- [Brief 1] Using the patch cover letter below, decide whether each statement agrees with it: (a) the series is the second version, (b) with the stacktrace option enabled, the ring buffer keeps a full kernel stack trace, and (c) kernel/trace/trace_stackmap.c is created as a new file. Answer yes or no for each and quote the deciding words.
- [Brief 2] Reproduce the part of the patch cover letter between "The series adds" and "exported via tracefs.", inclusive.

[RFC PATCH v2 0/3] trace: stack trace deduplication for ftrace ring buffer

Li Pengfei posted 3 patches 2 days, 7 hours ago
Documentation/trace/ftrace-stackmap.rst       | 145 ++++
Documentation/trace/index.rst                 |   1 +
kernel/trace/Kconfig                          |  21 +
kernel/trace/Makefile                         |   1 +
kernel/trace/trace.c                          |  66 ++
kernel/trace/trace.h                          |  16 +
kernel/trace/trace_entries.h                  |  15 +
kernel/trace/trace_output.c                   |  23 +
kernel/trace/trace_stackmap.c                 | 643 ++++++++++++++++++
kernel/trace/trace_stackmap.h                 |  56 ++
.../ftrace/test.d/ftrace/stackmap-basic.tc    | 100 +++
tools/tracing/stackmap_dump.py                | 150 ++++
12 files changed, 1237 insertions(+)
create mode 100644 Documentation/trace/ftrace-stackmap.rst
create mode 100644 kernel/trace/trace_stackmap.c
create mode 100644 kernel/trace/trace_stackmap.h
create mode 100755 tools/testing/selftests/ftrace/test.d/ftrace/stackmap-basic.tc
create mode 100755 tools/tracing/stackmap_dump.py
[RFC PATCH v2 0/3] trace: stack trace deduplication for ftrace ring buffer
Posted by Li Pengfei 2 days, 7 hours ago
From: Pengfei Li <lipengfei28@xiaomi.com>

Hi Steven, all,

This is v2 of the ftrace stackmap series. It addresses the Sashiko
review at [1] and incorporates the kernel test robot's toctree fix.

The series adds stack trace deduplication to ftrace. When the
stacktrace option is enabled, the ring buffer stores a 4-byte
stack_id instead of a full kernel stack trace, while the full
stacks are exported via tracefs.

- [Data records]
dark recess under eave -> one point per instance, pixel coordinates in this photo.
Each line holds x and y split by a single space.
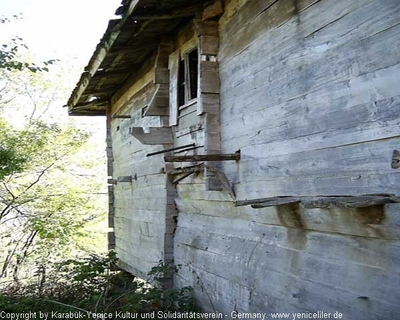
138 38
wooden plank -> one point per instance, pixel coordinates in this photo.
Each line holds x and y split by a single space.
205 157
156 135
209 77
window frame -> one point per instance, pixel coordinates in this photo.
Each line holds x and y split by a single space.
186 95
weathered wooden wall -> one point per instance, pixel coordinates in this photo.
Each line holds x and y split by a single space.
139 204
310 95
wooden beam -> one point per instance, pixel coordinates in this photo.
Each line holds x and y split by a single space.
195 168
170 149
346 202
121 116
276 202
124 179
322 202
204 157
223 179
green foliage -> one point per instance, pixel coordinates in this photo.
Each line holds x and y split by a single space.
89 284
50 193
9 55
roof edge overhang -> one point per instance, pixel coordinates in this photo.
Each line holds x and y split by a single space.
98 107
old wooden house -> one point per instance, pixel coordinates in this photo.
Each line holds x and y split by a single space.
255 142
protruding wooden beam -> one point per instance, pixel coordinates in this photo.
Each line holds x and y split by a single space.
124 179
156 135
323 201
204 157
346 202
170 149
121 116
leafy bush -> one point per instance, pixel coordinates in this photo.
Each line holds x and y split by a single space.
90 284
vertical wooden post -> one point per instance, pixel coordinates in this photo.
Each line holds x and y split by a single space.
208 105
110 171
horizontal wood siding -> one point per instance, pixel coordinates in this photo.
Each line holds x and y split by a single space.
139 204
309 93
288 259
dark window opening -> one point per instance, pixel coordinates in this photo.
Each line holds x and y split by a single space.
193 62
188 77
181 83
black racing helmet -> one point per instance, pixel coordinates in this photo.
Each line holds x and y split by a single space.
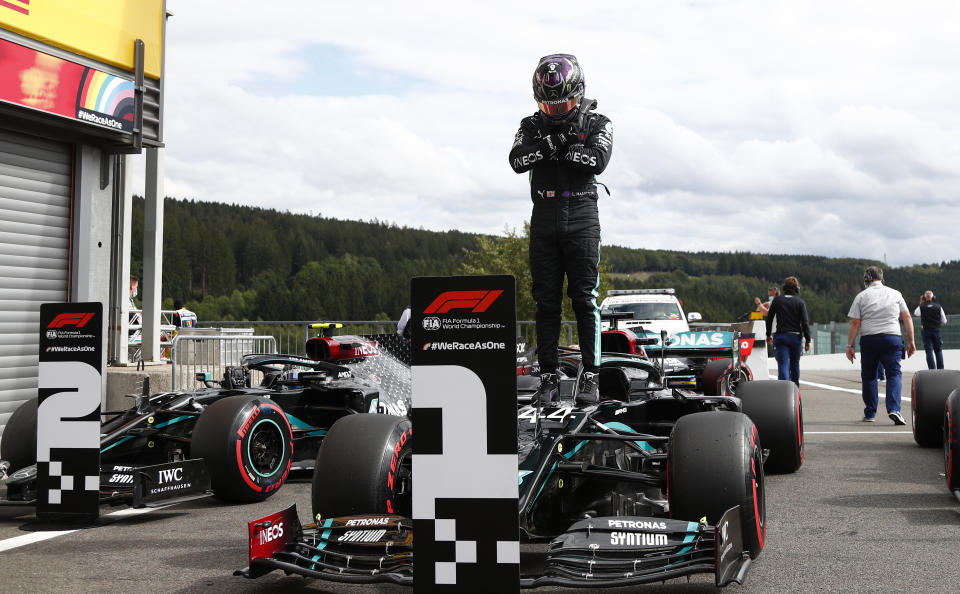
558 86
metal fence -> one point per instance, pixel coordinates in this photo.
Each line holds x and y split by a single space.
291 336
192 354
832 337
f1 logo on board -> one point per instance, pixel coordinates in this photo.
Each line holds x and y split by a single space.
70 319
475 301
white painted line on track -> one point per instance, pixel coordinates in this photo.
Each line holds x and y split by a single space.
33 537
19 541
857 432
839 389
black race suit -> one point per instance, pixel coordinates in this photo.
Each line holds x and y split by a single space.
564 227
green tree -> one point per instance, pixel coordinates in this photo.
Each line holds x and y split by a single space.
510 254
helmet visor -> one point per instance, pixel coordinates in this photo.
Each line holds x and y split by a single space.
557 108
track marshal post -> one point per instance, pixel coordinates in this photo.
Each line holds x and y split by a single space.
465 433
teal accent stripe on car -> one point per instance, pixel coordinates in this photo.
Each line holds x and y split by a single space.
301 424
620 426
554 467
692 531
326 534
172 421
691 534
596 313
116 443
297 423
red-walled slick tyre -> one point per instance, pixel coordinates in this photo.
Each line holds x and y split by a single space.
247 445
363 467
951 441
929 390
775 408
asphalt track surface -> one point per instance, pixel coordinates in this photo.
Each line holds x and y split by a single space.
867 512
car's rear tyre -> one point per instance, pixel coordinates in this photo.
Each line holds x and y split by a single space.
18 445
929 390
363 467
714 464
720 378
247 445
951 442
774 407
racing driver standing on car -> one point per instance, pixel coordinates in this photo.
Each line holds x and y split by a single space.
563 146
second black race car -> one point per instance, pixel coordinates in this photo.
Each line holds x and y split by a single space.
264 417
652 483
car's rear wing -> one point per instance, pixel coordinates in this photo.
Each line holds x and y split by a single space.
703 345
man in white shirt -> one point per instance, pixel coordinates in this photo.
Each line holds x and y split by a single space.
876 314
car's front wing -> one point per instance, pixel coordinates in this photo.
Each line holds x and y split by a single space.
596 552
138 486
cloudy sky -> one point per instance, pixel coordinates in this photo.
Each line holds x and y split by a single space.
816 127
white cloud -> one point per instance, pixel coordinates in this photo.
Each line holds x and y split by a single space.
769 126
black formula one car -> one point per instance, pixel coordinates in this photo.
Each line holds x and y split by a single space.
266 416
652 483
936 418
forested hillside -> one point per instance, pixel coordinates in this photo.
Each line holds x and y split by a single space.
238 262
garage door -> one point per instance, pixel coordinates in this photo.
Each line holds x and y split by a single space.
35 178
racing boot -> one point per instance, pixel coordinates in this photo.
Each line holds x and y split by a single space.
549 390
588 389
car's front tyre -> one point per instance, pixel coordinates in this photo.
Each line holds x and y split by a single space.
247 445
714 464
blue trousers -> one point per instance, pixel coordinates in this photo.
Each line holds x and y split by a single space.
883 350
933 346
786 350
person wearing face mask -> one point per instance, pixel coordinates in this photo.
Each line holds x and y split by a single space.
932 317
876 314
790 313
134 290
764 306
564 146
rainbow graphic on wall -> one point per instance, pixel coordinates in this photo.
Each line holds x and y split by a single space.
106 99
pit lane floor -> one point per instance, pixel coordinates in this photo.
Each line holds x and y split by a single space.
867 512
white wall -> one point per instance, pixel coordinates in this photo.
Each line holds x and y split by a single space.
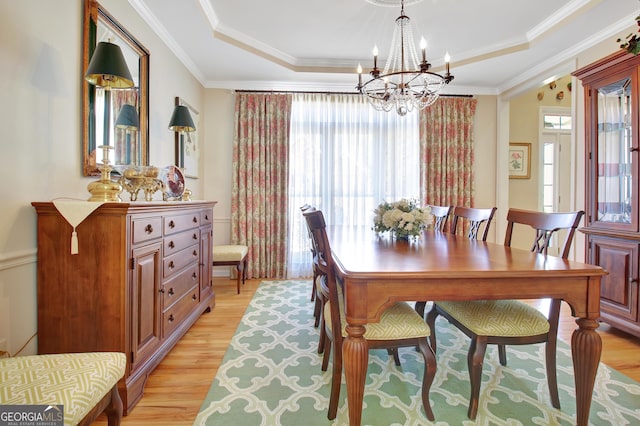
40 65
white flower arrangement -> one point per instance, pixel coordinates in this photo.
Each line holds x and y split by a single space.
404 218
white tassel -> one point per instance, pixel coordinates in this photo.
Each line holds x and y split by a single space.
74 242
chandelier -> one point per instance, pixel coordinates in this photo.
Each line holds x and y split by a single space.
405 83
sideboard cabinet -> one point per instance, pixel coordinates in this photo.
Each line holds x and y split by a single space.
612 118
141 277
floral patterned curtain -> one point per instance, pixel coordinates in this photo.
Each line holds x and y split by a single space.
260 177
446 149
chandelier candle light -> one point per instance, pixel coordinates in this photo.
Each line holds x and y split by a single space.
405 83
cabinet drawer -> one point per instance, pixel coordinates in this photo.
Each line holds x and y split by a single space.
176 262
146 228
179 285
175 315
175 243
179 223
206 217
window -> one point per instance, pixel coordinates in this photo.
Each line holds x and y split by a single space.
345 158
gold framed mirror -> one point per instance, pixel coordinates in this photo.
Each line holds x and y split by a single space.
130 144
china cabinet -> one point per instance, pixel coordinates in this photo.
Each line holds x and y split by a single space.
612 231
140 278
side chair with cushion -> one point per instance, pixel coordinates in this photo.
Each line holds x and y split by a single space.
440 216
317 292
399 326
511 322
474 218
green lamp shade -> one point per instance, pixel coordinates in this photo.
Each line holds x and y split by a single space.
127 117
108 68
181 120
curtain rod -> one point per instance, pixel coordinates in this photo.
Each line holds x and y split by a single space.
286 92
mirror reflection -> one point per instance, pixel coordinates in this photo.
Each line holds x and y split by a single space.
117 117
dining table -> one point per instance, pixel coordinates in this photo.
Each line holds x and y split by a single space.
377 270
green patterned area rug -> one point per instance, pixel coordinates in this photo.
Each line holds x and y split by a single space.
271 376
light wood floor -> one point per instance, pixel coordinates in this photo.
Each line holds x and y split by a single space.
175 390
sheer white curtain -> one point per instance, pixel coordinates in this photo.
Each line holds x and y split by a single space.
345 158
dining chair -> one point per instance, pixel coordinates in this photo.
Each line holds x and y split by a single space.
511 322
440 216
473 218
399 325
317 293
303 208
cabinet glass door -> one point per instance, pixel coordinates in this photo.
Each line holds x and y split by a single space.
615 185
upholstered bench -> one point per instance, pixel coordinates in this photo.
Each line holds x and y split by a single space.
232 255
85 384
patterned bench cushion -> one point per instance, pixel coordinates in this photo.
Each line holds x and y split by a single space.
509 318
77 381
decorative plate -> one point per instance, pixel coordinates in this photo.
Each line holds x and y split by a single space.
173 180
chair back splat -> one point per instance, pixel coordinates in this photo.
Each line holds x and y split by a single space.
474 217
440 216
545 225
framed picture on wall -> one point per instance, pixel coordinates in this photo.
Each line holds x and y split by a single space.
187 147
519 160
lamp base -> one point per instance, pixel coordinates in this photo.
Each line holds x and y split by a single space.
105 190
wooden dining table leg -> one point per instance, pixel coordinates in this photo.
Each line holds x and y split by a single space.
586 348
355 356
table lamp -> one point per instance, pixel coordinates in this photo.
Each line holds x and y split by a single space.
128 121
181 121
107 69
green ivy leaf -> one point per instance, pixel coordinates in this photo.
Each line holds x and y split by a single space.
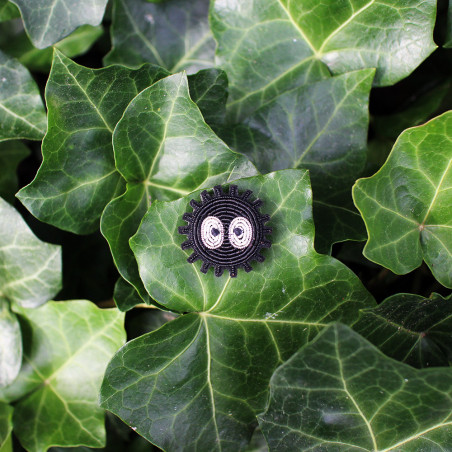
11 154
6 412
205 374
10 346
8 11
30 270
68 345
209 90
78 176
411 329
164 150
340 393
323 127
406 204
49 21
22 113
77 43
270 46
174 34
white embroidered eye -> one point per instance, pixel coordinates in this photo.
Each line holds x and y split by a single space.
212 232
240 233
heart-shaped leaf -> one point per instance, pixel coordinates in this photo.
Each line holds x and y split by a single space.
411 329
11 154
10 345
323 127
49 21
30 270
22 113
174 34
78 176
200 379
67 346
406 204
340 393
8 11
6 425
269 46
164 150
77 43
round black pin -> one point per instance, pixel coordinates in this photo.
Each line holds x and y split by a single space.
226 231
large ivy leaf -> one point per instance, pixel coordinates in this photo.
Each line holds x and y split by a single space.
8 11
49 21
323 127
164 150
68 345
11 154
406 204
22 113
174 34
205 374
411 329
6 412
78 176
340 393
30 270
77 43
269 46
10 345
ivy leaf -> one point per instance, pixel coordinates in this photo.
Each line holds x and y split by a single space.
8 11
340 393
205 374
209 90
406 204
22 113
323 127
6 412
174 35
49 21
11 154
68 345
78 176
411 329
269 46
10 346
164 150
77 43
30 269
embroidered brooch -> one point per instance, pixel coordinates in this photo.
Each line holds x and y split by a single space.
225 231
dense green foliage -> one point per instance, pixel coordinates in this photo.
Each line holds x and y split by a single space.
115 115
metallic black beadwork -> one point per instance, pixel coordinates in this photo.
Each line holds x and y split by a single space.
225 208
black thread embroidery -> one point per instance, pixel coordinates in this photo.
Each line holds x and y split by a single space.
225 231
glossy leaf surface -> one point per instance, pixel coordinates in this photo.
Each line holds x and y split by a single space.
270 46
411 329
206 372
68 345
164 150
340 393
11 154
49 21
6 412
174 35
22 112
30 270
10 345
78 176
406 204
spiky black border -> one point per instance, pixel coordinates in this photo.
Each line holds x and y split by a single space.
252 207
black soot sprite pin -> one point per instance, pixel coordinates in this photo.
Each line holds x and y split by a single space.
226 231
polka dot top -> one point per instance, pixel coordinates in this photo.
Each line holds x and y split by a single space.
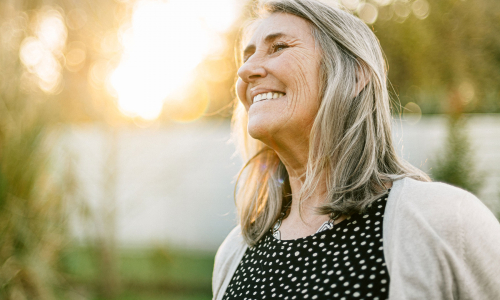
345 262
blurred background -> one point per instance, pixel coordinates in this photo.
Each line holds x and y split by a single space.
117 169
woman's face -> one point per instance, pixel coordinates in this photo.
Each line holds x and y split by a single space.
279 81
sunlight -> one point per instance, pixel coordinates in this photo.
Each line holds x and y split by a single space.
162 46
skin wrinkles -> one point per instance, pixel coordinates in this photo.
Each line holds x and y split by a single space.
280 122
284 124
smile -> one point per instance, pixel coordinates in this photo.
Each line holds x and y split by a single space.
267 96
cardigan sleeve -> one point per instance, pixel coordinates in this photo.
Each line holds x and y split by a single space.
440 243
226 261
480 244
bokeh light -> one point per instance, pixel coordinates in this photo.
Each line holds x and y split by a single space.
163 44
420 9
41 53
412 113
368 13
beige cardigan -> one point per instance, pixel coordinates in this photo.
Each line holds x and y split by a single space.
440 242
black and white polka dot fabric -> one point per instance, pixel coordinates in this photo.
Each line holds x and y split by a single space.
345 262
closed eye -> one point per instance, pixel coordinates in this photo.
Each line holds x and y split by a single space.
278 47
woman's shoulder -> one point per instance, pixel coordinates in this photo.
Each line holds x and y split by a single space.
232 243
432 230
227 259
434 200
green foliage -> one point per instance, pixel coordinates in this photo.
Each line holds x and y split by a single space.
146 273
454 50
455 165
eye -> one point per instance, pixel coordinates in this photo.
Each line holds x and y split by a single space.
278 47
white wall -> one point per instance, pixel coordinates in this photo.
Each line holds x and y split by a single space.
174 185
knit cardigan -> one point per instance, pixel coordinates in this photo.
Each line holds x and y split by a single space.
440 242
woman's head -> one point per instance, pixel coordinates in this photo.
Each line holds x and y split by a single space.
279 80
335 93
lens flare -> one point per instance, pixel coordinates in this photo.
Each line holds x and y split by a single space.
164 43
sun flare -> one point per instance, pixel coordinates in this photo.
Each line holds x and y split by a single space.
163 44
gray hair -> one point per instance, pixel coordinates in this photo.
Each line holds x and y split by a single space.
350 143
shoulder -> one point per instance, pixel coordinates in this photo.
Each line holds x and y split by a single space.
434 201
231 244
442 237
226 260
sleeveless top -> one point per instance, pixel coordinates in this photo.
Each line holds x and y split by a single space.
345 262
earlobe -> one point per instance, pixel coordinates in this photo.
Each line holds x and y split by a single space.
362 79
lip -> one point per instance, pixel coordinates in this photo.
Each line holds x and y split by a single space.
255 91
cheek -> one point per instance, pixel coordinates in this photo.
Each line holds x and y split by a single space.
241 90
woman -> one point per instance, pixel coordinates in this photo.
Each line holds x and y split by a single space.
326 208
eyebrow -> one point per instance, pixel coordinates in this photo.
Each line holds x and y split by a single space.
268 39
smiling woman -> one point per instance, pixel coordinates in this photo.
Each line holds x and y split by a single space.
326 208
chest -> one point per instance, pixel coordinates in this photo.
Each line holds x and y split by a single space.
346 261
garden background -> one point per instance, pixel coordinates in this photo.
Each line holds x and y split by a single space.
117 169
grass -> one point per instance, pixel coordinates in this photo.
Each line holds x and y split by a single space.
147 274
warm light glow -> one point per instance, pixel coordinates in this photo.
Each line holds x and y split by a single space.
39 53
162 46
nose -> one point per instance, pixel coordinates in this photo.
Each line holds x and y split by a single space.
252 69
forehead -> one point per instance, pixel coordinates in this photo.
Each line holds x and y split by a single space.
288 24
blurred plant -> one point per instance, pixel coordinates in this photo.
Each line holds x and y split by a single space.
455 164
32 212
439 47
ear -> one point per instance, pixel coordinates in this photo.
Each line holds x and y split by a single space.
362 79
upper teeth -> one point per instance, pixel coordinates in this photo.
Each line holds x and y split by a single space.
269 95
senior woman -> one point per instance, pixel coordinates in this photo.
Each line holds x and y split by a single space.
326 208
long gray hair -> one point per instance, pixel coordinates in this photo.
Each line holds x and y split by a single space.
350 143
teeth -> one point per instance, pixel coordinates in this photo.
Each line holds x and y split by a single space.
266 96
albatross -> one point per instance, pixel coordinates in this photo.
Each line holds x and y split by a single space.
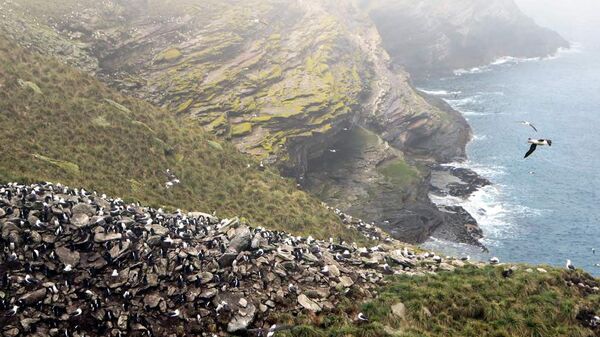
526 123
534 144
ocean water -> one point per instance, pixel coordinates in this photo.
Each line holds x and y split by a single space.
546 208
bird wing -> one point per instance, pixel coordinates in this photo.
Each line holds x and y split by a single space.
531 149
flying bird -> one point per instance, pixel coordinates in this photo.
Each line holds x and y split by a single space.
526 123
534 144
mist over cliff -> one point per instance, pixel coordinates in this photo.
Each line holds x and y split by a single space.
434 37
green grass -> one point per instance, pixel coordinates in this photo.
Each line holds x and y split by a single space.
470 301
84 134
399 172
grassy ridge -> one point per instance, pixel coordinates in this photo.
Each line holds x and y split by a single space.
468 302
79 132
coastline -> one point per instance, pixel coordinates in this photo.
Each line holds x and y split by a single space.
460 188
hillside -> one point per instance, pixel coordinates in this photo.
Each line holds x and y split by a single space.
64 126
73 269
297 84
432 38
285 88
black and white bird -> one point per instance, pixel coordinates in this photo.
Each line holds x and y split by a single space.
534 144
13 311
77 312
526 123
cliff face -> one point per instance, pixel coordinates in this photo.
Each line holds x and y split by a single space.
433 37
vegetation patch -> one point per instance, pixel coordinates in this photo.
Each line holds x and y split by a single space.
470 302
138 142
399 172
31 86
118 106
169 55
69 167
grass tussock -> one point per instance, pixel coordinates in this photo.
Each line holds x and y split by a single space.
82 133
472 302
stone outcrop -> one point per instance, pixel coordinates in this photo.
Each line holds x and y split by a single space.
287 81
140 271
431 37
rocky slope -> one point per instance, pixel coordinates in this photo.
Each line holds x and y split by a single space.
61 125
285 81
435 37
282 80
74 263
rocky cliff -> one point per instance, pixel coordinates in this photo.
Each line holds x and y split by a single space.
307 86
434 37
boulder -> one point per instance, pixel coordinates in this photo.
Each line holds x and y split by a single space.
104 237
34 296
308 304
399 310
67 256
242 319
83 208
241 241
80 220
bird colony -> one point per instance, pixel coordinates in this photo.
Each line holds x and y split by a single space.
74 263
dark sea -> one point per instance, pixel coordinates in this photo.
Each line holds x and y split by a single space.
546 208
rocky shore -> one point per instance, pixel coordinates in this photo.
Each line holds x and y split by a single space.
460 226
75 263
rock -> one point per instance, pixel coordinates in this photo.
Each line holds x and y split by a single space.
241 241
308 304
346 282
243 302
399 310
242 319
83 208
333 270
446 267
27 323
208 293
157 229
226 260
11 332
122 322
80 220
104 237
67 256
152 300
34 297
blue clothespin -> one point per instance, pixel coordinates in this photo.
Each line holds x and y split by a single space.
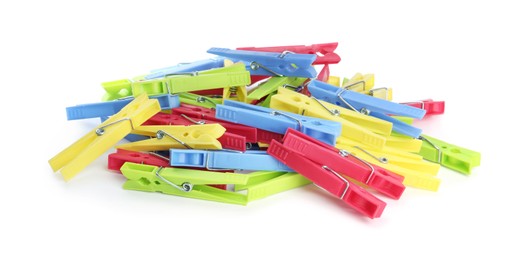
369 105
226 160
108 108
217 62
286 64
278 121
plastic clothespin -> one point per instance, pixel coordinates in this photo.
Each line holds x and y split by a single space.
451 156
217 160
278 122
368 130
217 62
265 183
183 182
325 51
413 178
285 64
328 179
116 160
368 105
345 163
271 86
208 116
228 140
81 153
104 109
198 100
431 107
190 137
232 76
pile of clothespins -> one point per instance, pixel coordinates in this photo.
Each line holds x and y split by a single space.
253 122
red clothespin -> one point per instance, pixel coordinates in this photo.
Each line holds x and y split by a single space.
228 140
324 51
326 178
380 179
116 160
432 107
262 136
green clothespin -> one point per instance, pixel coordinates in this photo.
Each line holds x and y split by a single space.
183 182
232 76
262 184
451 156
271 85
198 100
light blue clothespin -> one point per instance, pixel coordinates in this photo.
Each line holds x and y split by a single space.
369 105
108 108
286 64
360 102
278 121
217 62
226 160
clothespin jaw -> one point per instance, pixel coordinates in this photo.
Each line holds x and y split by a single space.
183 182
108 108
326 178
272 64
430 106
216 160
81 153
276 121
343 162
325 51
265 183
451 156
271 86
116 160
198 100
167 137
190 67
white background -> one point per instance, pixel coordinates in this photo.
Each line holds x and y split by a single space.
55 54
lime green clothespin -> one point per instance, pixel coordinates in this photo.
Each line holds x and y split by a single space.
271 85
183 182
198 100
263 184
451 156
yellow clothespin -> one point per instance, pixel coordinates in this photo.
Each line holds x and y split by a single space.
81 153
356 126
423 178
168 137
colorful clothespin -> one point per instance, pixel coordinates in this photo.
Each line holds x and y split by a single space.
416 178
368 105
81 153
451 156
328 179
344 163
272 84
217 160
117 159
228 140
190 137
232 76
108 108
198 100
285 64
265 183
324 51
368 130
183 182
431 107
212 63
278 122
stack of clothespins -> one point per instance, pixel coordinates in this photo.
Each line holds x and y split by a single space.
263 120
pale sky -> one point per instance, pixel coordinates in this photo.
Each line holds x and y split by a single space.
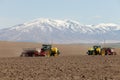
13 12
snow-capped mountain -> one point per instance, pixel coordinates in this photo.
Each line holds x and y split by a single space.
61 31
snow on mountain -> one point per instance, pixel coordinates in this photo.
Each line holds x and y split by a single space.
61 31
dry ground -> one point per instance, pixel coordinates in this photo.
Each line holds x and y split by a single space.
72 64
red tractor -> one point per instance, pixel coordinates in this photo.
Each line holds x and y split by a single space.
46 50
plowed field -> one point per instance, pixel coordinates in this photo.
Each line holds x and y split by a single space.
61 68
72 64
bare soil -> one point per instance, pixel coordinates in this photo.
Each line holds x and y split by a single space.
72 64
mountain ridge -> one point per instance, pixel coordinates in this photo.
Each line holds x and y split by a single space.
61 31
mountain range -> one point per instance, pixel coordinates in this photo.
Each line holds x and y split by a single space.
61 31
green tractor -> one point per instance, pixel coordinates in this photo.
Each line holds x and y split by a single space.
46 51
97 50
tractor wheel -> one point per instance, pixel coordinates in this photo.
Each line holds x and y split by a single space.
23 55
56 54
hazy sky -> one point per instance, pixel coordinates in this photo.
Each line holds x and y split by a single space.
14 12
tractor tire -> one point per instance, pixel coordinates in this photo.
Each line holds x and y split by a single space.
23 55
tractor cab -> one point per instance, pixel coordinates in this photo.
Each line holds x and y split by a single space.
46 47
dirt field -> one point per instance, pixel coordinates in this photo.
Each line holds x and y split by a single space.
72 64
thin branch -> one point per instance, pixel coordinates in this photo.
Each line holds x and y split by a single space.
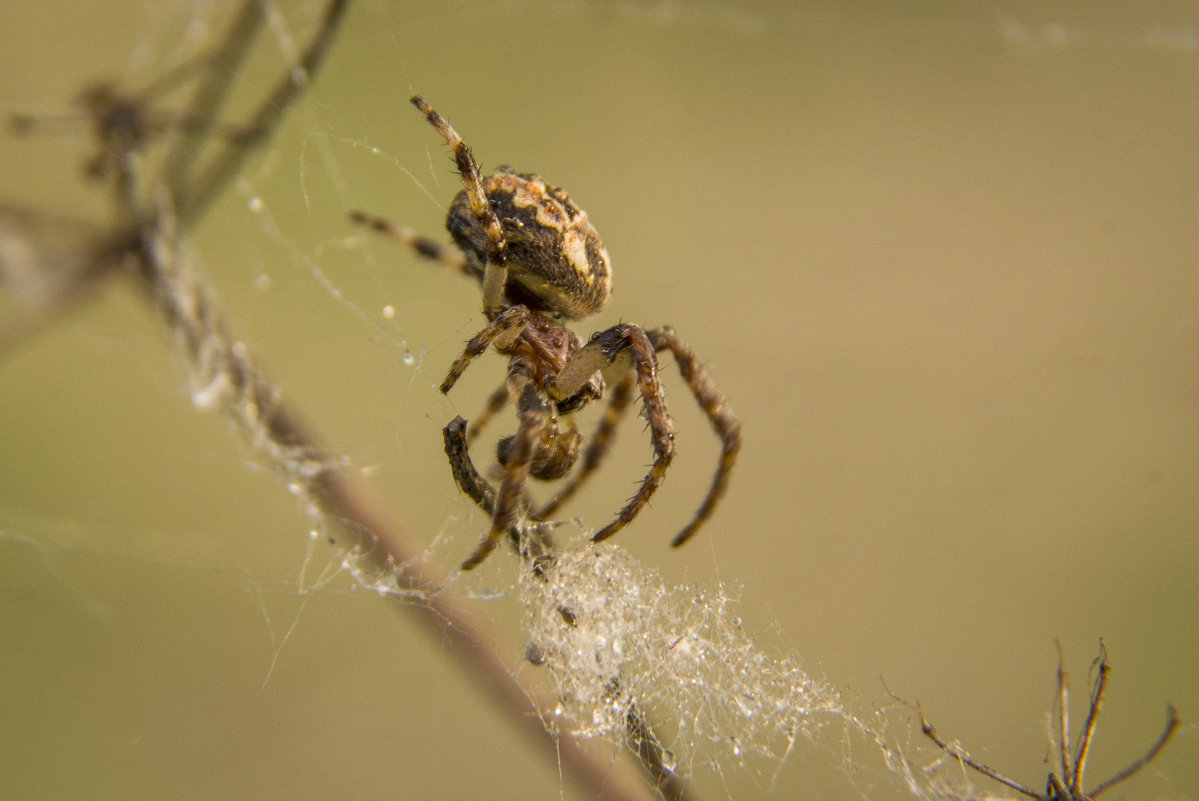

- [Problem solution 1]
(a) Yes: "This is v2 of the ftrace stackmap series."
(b) No: "the ring buffer stores a 4-byte stack_id instead of a full kernel stack trace"
(c) Yes: "create mode 100644 kernel/trace/trace_stackmap.c"

- [Problem solution 2]
The series adds stack trace deduplication to ftrace. When the
stacktrace option is enabled, the ring buffer stores a 4-byte
stack_id instead of a full kernel stack trace, while the full
stacks are exported via tracefs.